Turn the rows below, from their first line up to and including the line with "[3,27,103,130]", into a Markdown table with the columns No. and Line. Give each non-blank line its own numbered table row, and leave the pictures out.

— BEGIN —

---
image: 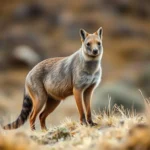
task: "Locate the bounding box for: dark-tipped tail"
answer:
[3,96,32,130]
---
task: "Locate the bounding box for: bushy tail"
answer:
[3,95,32,130]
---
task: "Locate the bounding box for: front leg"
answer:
[73,88,87,125]
[83,85,97,126]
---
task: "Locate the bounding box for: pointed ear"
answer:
[79,29,88,41]
[96,27,103,39]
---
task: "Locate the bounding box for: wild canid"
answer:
[3,27,103,130]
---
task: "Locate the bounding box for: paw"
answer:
[80,121,88,126]
[88,121,98,127]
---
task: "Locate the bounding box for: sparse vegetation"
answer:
[0,100,150,150]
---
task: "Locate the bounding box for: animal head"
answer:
[79,27,103,59]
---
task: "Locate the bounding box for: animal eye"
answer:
[86,42,90,47]
[97,42,101,46]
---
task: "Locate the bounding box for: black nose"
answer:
[93,49,98,55]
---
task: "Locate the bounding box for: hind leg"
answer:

— END —

**RESPONSE**
| No. | Line |
|---|---|
| 1 | --- |
| 2 | image:  |
| 3 | task: "Locate the bounding box for: dark-tipped tail" |
| 4 | answer: |
| 5 | [3,96,32,130] |
| 6 | --- |
| 7 | task: "Locate the bounding box for: bushy tail" |
| 8 | answer: |
| 9 | [3,95,32,130] |
| 10 | --- |
| 11 | task: "Locate the bounding box for: front leg" |
| 12 | answer: |
| 13 | [73,88,87,125] |
| 14 | [83,85,97,126] |
| 15 | --- |
| 16 | task: "Locate the bounding box for: pointed ear" |
| 17 | answer: |
| 18 | [79,29,88,41] |
| 19 | [96,27,103,39] |
| 20 | --- |
| 21 | task: "Locate the bounding box for: wild canid" |
| 22 | answer: |
| 23 | [3,27,103,130] |